• [Instructions to follow]:
Write out every entry, unchanged. Skip any picture.

[Image point grounding data]
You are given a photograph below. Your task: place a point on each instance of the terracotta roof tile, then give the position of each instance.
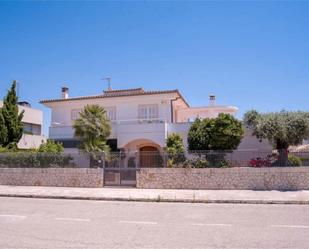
(117, 93)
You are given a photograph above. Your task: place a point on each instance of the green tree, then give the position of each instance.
(175, 148)
(12, 119)
(222, 133)
(215, 136)
(51, 146)
(93, 128)
(282, 129)
(3, 131)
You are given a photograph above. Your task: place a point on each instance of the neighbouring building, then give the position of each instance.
(32, 122)
(141, 120)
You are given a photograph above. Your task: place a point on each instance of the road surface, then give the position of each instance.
(46, 223)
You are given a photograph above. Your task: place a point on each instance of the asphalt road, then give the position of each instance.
(43, 223)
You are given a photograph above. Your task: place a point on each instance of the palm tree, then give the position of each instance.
(93, 128)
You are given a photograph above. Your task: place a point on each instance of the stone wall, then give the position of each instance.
(285, 178)
(58, 177)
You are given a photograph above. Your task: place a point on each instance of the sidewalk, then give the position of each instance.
(159, 195)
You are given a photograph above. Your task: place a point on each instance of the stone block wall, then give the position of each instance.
(238, 178)
(57, 177)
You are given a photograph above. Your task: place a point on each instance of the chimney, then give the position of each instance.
(212, 100)
(64, 92)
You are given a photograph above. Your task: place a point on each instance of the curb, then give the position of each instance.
(158, 199)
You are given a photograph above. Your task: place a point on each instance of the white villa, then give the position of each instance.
(141, 120)
(32, 122)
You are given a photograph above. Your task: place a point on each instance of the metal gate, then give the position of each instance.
(120, 169)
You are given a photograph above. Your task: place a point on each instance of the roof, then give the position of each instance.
(118, 93)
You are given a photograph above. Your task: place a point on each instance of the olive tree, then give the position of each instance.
(222, 133)
(282, 129)
(215, 136)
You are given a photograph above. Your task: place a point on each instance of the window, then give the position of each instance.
(75, 114)
(111, 112)
(148, 111)
(31, 129)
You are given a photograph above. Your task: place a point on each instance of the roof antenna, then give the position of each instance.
(108, 79)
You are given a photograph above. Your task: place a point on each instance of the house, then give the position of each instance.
(141, 120)
(32, 122)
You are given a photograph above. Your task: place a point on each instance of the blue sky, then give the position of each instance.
(250, 54)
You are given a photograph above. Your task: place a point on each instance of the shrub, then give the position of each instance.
(51, 146)
(175, 148)
(34, 160)
(294, 160)
(200, 163)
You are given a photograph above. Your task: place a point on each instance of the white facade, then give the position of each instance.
(32, 121)
(139, 118)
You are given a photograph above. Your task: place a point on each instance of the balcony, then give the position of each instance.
(122, 130)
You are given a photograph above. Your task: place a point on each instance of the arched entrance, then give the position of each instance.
(149, 157)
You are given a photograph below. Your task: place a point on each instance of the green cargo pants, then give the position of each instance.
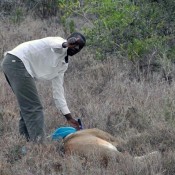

• [Answer for the task]:
You are given a photograph below. Your task: place a point on each instance of the terracotta roof tile, then give the position of each instance.
(117, 93)
You are given a photograph above. Your task: place a point on each instance of the green tree, then give the position of each instance.
(175, 148)
(12, 119)
(222, 133)
(215, 136)
(51, 146)
(93, 128)
(282, 129)
(3, 131)
You are given a photograph above. Your task: place a point on each instance of the neighbouring building, then give the position of each instance.
(32, 122)
(141, 120)
You are given a photograph above. Your task: place a point on each instance of the road surface, then give the position of each instance.
(46, 223)
You are given a photograph above. Your task: place a point on each instance of the asphalt road, then give the position of each instance.
(43, 223)
You are given a photograph above. Your task: place a point on each instance of the palm tree, then give the position of each instance.
(93, 128)
You are given a photograph above. Your task: place a point on each instance of the stone wall, then give the position of each instance.
(285, 178)
(58, 177)
You are given a photograph above. Your task: place a point on each instance of the sidewalk, then give the position of each instance.
(159, 195)
You are given a photograph above. Your task: place a point on each instance of the stone block wall, then give the position of each instance.
(238, 178)
(57, 177)
You are given a photograph above. Your task: place a point on each instance of the chimney, then give the position of each instance.
(212, 100)
(64, 92)
You are given a photograph above. Your task: place a point on each instance of the curb, then give the position of each instance.
(158, 199)
You are given a photograph above. Your task: place a point on each instance of the white villa, then give the position of each instance.
(141, 120)
(32, 122)
You are given a photograph above. Your task: place a point on each instance of the metal gate, then give the position of each instance.
(120, 169)
You are given a photograph above. Your task: place a point on each instance of the roof, then give the position of each instance.
(118, 93)
You are given a photograph above. Your task: place a point on each instance of the olive tree, then give the position of each instance.
(222, 133)
(282, 129)
(215, 136)
You are given a photograph above. Your task: place a point on each instance of the window, then give the position of each instance.
(75, 114)
(111, 112)
(148, 111)
(31, 129)
You are given a photograph above. Your task: place a point on each instance of the roof antenna, then give the position of each instance.
(108, 79)
You are given a photograph above. Your task: place a point on each instance of the house, then give the position of each instance.
(141, 120)
(32, 122)
You are given a photograph above. Your task: place a point on each instance of the blue sky, then give the position of each instance.
(250, 54)
You are given a photograph above. Your task: place a point on each instance of the shrub, then give the position of each instance.
(51, 146)
(175, 148)
(34, 160)
(294, 160)
(200, 163)
You are given a photograph above. Your task: place a point on each instance of the white facade, then give the position of each instance.
(32, 121)
(139, 118)
You are given a photograph above. Your task: place a point on each instance of the balcony, then give the position of each instance.
(122, 130)
You are given a photograph above. Your task: place a point on each instance of the arched entrance, then give the position of each instance.
(149, 157)
You are given a photograph below. Your task: place a point on each instance of the green cargo pants, then give the position of each instance.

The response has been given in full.